I dont have any experience at all with dd, and have read numerous warnings about using it, as it can really wreck things.

In another of the posts here one of the last days, another user said he had used Clonezilla for cloning his drive.
He ran into problems because he was moving to a nvme drive, but I wont be doing anything like that.

That looks more like a tool I would use, as it seems pretty straight forward.

Tonight I used CLonezilla to move my Rockstor installation from a HDD to SSD.

It worked flawlessly, and Rockstor is a lot speedier now.

Only small thing is that only half of the SSD capacity is used (went from an old 40Gb PS3 HDD, to a 80Gb Intel SSD, which is also old (ish)).
I can live with that, the SSD can use the unused space for wear leveling.

Sounds good I may try this my self .

I have to add, that allthough things went smooth, and I experienced no problems, I ran a scrub, and it reported this:

So it found a lot of checksum errors, which were all corrected. I have rebooted the system twice since then, and run another scrub that didn’t find errors.

The system runs fine, everything (Rockons, shares, settings) works as before, so I wonder why it threw all those checksum errors?
Something must not have been transferred correctly by Clonezilla?

I would go ahead with caution, at least keep the source drive unmodified until certain everything is OK.

Of course! I forgot about Clonezilla. I’ve used that before as well, but haven’t needed it in a while. I’m glad that worked for you!

======

— BRIEF —
Copy the Clonezilla thread from "I can live with" up to and including "correctly by Clonezilla?", changing each "scrub" to "integrity check".

— Labeled-object pointing material —
======

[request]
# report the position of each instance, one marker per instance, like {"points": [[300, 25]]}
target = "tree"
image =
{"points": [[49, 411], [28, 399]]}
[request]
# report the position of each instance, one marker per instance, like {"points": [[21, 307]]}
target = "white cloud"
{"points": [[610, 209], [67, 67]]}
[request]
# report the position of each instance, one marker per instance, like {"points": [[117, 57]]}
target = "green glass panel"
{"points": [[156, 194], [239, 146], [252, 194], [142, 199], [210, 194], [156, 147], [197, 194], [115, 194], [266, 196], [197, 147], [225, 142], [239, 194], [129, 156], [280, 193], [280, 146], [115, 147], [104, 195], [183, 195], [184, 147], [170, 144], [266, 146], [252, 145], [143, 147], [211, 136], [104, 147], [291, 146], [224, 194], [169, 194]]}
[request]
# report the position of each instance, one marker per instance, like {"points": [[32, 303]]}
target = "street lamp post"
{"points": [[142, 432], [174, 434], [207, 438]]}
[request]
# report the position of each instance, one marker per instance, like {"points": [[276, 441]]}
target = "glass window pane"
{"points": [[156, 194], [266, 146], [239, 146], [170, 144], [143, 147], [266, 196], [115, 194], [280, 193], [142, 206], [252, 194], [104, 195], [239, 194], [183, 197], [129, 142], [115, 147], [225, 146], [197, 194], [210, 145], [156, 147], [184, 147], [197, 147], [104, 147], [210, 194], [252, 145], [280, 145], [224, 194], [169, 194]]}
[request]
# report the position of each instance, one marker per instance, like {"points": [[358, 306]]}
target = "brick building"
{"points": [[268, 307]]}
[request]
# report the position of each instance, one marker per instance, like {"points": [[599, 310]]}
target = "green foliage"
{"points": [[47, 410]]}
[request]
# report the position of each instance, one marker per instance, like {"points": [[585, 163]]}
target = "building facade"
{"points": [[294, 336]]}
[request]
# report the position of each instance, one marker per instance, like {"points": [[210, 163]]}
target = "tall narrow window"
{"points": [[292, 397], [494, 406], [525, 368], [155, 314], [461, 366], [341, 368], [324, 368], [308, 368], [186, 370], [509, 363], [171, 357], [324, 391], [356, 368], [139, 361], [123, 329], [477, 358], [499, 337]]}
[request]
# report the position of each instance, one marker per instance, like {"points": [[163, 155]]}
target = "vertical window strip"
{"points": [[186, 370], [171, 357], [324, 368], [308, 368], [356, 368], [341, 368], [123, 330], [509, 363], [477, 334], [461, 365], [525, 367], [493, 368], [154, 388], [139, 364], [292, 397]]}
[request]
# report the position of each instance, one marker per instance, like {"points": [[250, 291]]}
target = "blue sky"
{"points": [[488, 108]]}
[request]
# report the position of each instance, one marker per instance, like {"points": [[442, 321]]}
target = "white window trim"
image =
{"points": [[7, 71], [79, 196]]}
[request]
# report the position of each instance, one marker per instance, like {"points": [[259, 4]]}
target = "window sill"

======

— RESULT OF THIS EXERCISE —
I can live with that, the SSD can use the unused space for wear leveling.

Sounds good I may try this my self .

I have to add, that allthough things went smooth, and I experienced no problems, I ran a integrity check, and it reported this:

So it found a lot of checksum errors, which were all corrected. I have rebooted the system twice since then, and run another integrity check that didn’t find errors.

The system runs fine, everything (Rockons, shares, settings) works as before, so I wonder why it threw all those checksum errors?
Something must not have been transferred correctly by Clonezilla?